*Brief:* When the line containing "One marker per instance, written like [(1143, 109)]." appears in the data below, begin copying there and stop only after the line containing "One marker per instance, written like [(570, 509)].".

*Data for this task:*
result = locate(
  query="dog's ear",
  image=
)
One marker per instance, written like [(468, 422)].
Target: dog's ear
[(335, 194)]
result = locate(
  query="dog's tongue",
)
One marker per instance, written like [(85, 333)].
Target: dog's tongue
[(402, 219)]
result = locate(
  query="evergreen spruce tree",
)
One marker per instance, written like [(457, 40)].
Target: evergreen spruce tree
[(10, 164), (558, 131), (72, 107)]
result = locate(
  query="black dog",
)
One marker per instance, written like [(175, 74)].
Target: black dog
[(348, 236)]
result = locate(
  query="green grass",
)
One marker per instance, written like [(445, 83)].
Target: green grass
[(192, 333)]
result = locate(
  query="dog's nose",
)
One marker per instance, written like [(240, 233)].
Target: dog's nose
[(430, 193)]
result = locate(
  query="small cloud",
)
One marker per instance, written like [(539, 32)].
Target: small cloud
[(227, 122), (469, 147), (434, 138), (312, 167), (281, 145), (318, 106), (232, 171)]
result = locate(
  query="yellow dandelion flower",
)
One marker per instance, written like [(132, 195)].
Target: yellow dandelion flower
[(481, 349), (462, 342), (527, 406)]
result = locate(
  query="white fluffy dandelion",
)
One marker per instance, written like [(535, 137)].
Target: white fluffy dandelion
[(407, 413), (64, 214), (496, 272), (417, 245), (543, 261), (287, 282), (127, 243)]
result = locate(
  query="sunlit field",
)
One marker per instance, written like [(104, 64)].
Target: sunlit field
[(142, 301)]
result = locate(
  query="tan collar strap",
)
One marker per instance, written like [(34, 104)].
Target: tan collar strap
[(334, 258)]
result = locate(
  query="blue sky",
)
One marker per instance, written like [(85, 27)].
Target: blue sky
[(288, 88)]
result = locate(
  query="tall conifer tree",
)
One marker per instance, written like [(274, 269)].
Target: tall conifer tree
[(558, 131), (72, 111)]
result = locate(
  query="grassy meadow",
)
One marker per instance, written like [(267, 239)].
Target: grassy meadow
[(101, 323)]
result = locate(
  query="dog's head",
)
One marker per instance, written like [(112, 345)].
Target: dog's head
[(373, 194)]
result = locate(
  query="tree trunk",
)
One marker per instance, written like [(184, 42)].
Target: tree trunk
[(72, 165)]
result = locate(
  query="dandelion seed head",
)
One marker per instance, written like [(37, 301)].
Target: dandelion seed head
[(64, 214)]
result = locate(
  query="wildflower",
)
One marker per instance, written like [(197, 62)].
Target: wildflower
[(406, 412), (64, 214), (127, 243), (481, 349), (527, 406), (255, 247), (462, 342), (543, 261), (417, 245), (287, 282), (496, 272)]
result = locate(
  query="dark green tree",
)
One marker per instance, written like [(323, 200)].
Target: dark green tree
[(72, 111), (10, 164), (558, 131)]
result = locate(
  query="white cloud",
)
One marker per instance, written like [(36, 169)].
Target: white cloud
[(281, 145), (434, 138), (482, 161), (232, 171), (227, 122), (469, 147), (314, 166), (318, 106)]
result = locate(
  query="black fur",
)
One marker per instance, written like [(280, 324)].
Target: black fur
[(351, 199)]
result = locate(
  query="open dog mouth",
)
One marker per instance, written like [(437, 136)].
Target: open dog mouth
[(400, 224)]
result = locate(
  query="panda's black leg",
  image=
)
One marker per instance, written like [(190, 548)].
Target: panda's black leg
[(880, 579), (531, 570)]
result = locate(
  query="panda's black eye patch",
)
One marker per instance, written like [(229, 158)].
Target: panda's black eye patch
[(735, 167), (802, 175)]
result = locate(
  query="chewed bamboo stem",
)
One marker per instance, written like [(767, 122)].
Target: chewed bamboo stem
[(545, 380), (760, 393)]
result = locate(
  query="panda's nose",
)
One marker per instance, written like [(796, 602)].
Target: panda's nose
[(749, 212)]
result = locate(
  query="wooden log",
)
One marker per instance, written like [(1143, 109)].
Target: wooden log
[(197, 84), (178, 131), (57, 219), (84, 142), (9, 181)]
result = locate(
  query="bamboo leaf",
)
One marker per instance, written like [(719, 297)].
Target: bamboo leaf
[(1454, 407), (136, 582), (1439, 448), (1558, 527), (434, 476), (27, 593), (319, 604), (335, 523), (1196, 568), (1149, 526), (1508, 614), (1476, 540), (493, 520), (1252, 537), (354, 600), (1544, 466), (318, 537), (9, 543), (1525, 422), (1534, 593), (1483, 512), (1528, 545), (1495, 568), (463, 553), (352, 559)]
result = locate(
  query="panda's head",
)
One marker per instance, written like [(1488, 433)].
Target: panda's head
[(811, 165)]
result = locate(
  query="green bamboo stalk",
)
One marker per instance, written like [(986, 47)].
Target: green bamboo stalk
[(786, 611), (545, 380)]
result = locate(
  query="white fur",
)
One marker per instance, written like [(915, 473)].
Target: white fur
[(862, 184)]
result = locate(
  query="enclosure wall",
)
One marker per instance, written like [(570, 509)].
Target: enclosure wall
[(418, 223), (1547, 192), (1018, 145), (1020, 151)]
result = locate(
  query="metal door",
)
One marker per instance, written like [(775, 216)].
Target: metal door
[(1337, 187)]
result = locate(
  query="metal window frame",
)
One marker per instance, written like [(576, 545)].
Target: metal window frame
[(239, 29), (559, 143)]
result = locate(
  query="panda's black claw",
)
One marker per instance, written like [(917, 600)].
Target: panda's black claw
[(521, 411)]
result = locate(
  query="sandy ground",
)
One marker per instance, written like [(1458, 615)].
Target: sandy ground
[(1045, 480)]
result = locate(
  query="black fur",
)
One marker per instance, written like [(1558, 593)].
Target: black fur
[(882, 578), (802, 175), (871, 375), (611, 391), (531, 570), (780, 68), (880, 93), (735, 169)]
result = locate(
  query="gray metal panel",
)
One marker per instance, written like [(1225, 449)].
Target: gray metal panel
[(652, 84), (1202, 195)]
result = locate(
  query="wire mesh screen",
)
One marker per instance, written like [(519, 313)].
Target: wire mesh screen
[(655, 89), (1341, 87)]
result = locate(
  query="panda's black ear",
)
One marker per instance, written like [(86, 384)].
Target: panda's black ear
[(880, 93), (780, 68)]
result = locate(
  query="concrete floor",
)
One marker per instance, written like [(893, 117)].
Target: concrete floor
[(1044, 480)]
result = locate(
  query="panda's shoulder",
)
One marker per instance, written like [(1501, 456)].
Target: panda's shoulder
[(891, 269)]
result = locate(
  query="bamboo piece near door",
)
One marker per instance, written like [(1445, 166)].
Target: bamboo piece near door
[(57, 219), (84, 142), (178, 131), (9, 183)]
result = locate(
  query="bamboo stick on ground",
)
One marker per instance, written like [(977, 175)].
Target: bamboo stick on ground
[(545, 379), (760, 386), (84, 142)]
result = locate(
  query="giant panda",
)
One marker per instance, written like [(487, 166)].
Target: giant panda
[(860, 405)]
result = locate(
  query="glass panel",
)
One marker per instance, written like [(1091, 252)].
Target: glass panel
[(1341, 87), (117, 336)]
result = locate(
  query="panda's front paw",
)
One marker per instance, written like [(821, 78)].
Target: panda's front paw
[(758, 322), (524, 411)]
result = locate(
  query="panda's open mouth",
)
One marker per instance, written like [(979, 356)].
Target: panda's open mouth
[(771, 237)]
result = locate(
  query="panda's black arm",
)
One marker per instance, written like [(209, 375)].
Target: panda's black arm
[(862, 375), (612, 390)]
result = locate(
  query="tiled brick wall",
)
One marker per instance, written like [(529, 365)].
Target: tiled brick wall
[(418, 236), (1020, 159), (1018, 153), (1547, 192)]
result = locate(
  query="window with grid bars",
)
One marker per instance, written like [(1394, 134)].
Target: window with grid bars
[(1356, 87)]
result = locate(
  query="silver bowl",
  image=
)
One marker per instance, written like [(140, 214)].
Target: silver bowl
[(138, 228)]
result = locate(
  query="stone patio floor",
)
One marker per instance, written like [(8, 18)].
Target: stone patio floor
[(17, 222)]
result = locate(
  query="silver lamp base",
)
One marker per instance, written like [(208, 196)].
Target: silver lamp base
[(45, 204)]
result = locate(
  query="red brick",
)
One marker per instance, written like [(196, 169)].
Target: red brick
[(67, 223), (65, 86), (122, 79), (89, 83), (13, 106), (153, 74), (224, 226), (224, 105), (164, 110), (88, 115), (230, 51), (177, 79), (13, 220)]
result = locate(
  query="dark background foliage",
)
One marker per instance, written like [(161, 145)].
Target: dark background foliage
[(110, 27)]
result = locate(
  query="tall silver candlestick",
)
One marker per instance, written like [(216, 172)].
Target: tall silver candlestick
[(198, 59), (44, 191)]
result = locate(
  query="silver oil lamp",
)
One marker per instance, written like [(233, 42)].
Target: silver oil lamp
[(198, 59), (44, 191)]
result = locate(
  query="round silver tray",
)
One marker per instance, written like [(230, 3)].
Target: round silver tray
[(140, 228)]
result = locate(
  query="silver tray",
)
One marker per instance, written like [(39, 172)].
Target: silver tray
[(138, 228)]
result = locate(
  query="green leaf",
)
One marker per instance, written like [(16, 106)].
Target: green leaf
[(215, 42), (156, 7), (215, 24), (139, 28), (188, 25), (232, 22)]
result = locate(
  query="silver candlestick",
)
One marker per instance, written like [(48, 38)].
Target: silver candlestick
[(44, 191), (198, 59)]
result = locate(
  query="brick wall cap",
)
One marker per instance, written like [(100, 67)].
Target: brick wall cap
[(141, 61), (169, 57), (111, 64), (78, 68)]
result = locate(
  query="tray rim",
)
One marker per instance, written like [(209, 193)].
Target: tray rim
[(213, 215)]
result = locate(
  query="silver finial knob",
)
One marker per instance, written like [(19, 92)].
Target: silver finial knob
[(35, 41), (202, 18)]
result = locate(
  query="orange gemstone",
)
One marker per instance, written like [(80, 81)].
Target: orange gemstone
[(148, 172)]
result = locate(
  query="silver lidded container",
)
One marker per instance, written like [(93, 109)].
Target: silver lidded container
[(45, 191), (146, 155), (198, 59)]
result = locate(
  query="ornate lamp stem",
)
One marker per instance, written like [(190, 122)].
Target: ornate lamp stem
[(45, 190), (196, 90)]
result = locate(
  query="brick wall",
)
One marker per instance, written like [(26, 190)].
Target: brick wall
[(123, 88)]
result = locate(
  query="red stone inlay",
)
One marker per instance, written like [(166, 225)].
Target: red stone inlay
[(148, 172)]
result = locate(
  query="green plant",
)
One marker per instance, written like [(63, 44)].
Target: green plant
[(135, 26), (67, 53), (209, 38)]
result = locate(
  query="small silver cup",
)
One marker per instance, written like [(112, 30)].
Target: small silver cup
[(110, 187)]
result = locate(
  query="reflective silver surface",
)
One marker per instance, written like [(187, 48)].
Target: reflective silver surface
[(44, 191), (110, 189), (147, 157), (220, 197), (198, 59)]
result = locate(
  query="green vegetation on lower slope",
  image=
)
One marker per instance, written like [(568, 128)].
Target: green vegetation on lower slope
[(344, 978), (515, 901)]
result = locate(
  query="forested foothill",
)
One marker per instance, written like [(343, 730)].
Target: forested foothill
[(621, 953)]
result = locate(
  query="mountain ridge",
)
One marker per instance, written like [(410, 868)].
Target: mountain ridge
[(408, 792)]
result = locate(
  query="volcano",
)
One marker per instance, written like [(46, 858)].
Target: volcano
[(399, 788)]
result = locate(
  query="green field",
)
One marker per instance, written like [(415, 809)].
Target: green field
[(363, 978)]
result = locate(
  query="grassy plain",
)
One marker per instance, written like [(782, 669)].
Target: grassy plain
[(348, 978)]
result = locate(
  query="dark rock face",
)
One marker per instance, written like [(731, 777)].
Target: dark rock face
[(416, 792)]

*Result of the exercise:*
One marker per instance, written like [(1143, 109)].
Target: wooden log
[(197, 84), (178, 131), (57, 219), (84, 142), (9, 181)]
result = locate(
  query="bamboo leaf",
)
One marker per instance, written like [(719, 297)].
Target: bamboo leaf
[(1454, 407), (136, 582), (1439, 448), (1558, 527), (434, 476), (27, 593), (319, 604), (335, 523), (1196, 568), (1149, 526), (1508, 614), (1476, 540), (493, 520), (1252, 537), (354, 600), (1544, 466), (318, 537), (9, 543), (1525, 422), (1534, 593), (1483, 512), (1528, 545), (1495, 568), (463, 553), (352, 559)]
result = locate(
  query="panda's head",
)
One marker per instance, written like [(1488, 433)].
Target: panda's head
[(811, 165)]
result = locate(
  query="green bamboo stalk",
)
One marker per instance, written like [(986, 47)].
Target: green bamboo stalk
[(786, 611), (545, 380)]
result = locate(
  query="white fur",
)
One marker per instance, written like [(915, 473)].
Target: white fur
[(862, 184)]
result = locate(
  query="enclosure wall",
)
One marker per instance, written like [(570, 509)].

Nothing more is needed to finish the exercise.